Outline data:
==============================
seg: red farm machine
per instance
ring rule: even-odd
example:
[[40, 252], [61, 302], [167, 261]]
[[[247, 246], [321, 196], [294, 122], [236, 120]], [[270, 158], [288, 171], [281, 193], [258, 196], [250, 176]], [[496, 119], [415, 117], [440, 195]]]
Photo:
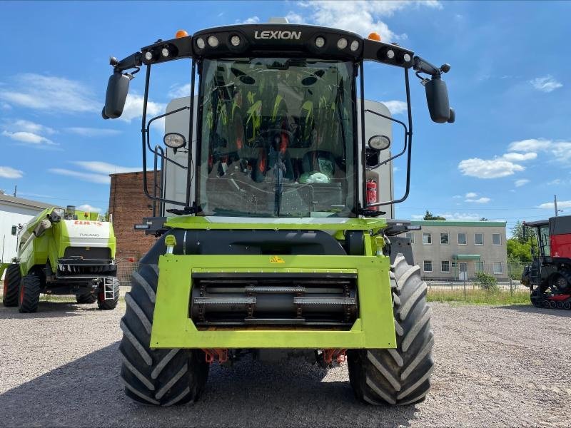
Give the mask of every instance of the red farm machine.
[[571, 310], [571, 215], [524, 223], [524, 226], [537, 238], [531, 265], [522, 275], [522, 283], [530, 287], [532, 303]]

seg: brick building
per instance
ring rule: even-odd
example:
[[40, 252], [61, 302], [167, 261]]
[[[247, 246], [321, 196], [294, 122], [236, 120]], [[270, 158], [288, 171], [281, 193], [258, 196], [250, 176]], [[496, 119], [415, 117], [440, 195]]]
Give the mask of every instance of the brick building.
[[[117, 240], [117, 260], [135, 258], [138, 260], [155, 243], [156, 238], [135, 230], [134, 225], [143, 217], [153, 215], [152, 201], [143, 192], [143, 172], [111, 174], [109, 214]], [[147, 171], [148, 188], [152, 188], [153, 171]]]

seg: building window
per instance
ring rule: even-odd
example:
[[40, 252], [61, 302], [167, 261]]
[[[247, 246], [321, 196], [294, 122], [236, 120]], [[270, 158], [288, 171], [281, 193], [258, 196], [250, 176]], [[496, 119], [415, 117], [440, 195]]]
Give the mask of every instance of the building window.
[[476, 262], [476, 272], [484, 272], [484, 262]]
[[425, 260], [424, 261], [424, 271], [425, 272], [432, 272], [433, 271], [433, 262], [432, 262], [432, 260]]

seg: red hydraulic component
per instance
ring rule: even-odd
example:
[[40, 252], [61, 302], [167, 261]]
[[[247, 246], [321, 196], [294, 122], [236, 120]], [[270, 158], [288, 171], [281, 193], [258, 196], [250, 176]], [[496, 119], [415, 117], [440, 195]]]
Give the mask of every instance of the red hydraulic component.
[[[374, 180], [367, 180], [367, 205], [370, 205], [377, 202], [377, 182]], [[378, 207], [370, 207], [372, 210], [376, 210]]]
[[212, 364], [216, 361], [222, 364], [228, 361], [228, 350], [221, 348], [208, 348], [202, 350], [206, 359], [206, 362]]
[[347, 359], [345, 352], [347, 350], [341, 350], [338, 348], [328, 348], [323, 350], [323, 361], [325, 364], [331, 364], [335, 358], [335, 361], [341, 364]]

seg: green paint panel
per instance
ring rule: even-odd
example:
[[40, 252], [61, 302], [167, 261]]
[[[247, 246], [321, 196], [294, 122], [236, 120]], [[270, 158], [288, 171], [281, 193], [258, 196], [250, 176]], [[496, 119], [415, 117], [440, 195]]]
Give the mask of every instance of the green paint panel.
[[[368, 243], [370, 249], [370, 240]], [[161, 256], [158, 268], [151, 348], [396, 347], [387, 257], [280, 255], [272, 258], [270, 255], [168, 254]], [[356, 272], [359, 317], [349, 331], [295, 327], [198, 330], [189, 315], [192, 272], [263, 272], [268, 276], [274, 272]]]
[[271, 223], [213, 223], [206, 217], [171, 217], [165, 223], [179, 229], [263, 229], [281, 230], [380, 230], [387, 227], [384, 218], [348, 218], [343, 223], [309, 223], [307, 219], [276, 218]]

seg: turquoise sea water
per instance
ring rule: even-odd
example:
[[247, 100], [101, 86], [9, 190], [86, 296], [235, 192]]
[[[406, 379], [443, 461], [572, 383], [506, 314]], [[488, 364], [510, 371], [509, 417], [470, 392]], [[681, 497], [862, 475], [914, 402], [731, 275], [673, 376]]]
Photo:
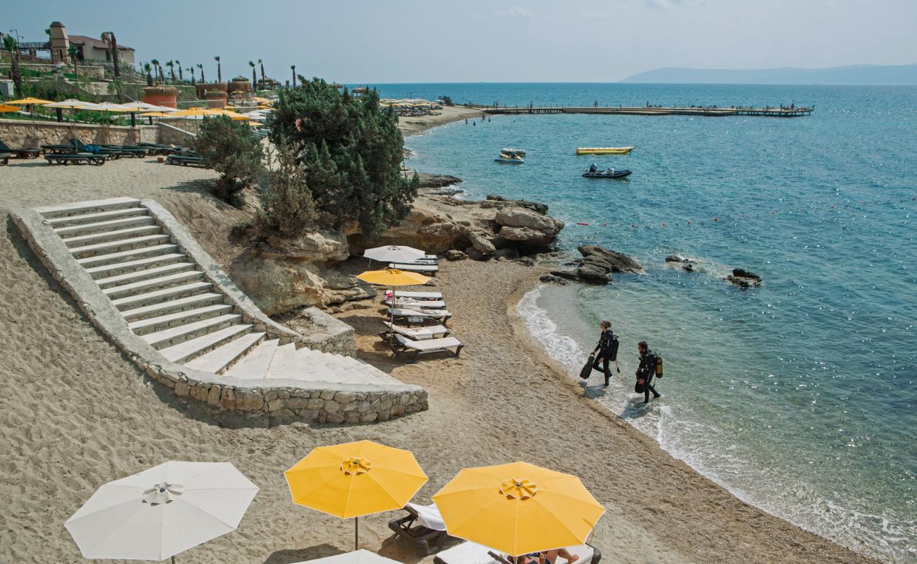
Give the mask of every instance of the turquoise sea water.
[[[410, 138], [409, 166], [467, 197], [545, 202], [562, 246], [600, 244], [646, 273], [543, 286], [520, 304], [578, 370], [609, 318], [622, 373], [595, 401], [739, 497], [856, 550], [917, 562], [917, 88], [385, 84], [383, 96], [501, 105], [814, 105], [810, 117], [519, 116]], [[580, 146], [635, 145], [576, 157]], [[506, 146], [525, 164], [492, 162]], [[629, 181], [580, 177], [595, 160]], [[688, 222], [691, 222], [690, 224]], [[589, 225], [577, 225], [584, 222]], [[694, 273], [664, 258], [696, 258]], [[760, 274], [742, 291], [721, 277]], [[659, 401], [633, 392], [641, 339]]]

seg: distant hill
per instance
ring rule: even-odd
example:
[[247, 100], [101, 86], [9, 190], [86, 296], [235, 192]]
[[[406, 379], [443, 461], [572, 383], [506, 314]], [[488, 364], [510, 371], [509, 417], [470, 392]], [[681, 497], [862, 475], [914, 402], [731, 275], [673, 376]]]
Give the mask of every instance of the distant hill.
[[629, 76], [622, 83], [699, 84], [893, 84], [917, 85], [917, 64], [856, 64], [829, 69], [728, 71], [668, 67]]

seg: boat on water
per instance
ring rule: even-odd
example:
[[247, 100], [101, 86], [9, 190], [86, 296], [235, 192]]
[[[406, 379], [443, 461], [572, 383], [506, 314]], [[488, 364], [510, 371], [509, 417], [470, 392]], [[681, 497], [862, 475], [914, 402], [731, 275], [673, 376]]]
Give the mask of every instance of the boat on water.
[[626, 155], [635, 147], [578, 147], [578, 155]]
==============================
Required work:
Reproduce the data from its beginning through the line containing "262], [432, 260]]", renaming every "ring rule" to "fill rule" and leaving all else unchanged. Omit the picture from your output.

Exercise solution:
seg: red farm machine
per instance
fill rule: even-odd
example:
[[40, 252], [61, 302], [167, 261]]
[[[247, 246], [321, 196], [294, 122], [236, 120]], [[270, 158], [288, 171], [281, 193], [258, 196], [250, 176]], [[496, 119], [415, 117], [440, 195]]]
Photo:
Give the mask of every instance of the red farm machine.
[[571, 310], [571, 215], [524, 223], [524, 226], [537, 238], [531, 265], [522, 275], [522, 283], [530, 287], [532, 303]]

seg: brick building
per instance
fill rule: even-odd
example:
[[40, 252], [61, 302], [167, 261]]
[[[247, 246], [321, 196], [294, 122], [236, 120]], [[270, 158], [288, 171], [281, 193], [258, 196], [250, 176]], [[496, 119], [415, 117], [440, 195]]]
Give the mask of every instance of the brick building.
[[[117, 240], [117, 260], [135, 258], [138, 260], [155, 243], [156, 238], [135, 230], [134, 225], [143, 217], [153, 215], [152, 201], [143, 192], [143, 172], [111, 174], [109, 214]], [[147, 171], [148, 188], [152, 188], [153, 171]]]

seg: building window
per instance
fill rule: even-odd
example:
[[40, 252], [61, 302], [167, 261]]
[[[247, 246], [321, 196], [294, 122], [236, 120]], [[270, 158], [288, 171], [281, 193], [258, 196], [250, 176]], [[496, 119], [415, 117], [440, 195]]]
Give the mask of every instance of the building window.
[[476, 262], [476, 272], [484, 272], [484, 262]]
[[425, 260], [424, 261], [424, 271], [425, 272], [432, 272], [433, 271], [433, 262], [432, 262], [432, 260]]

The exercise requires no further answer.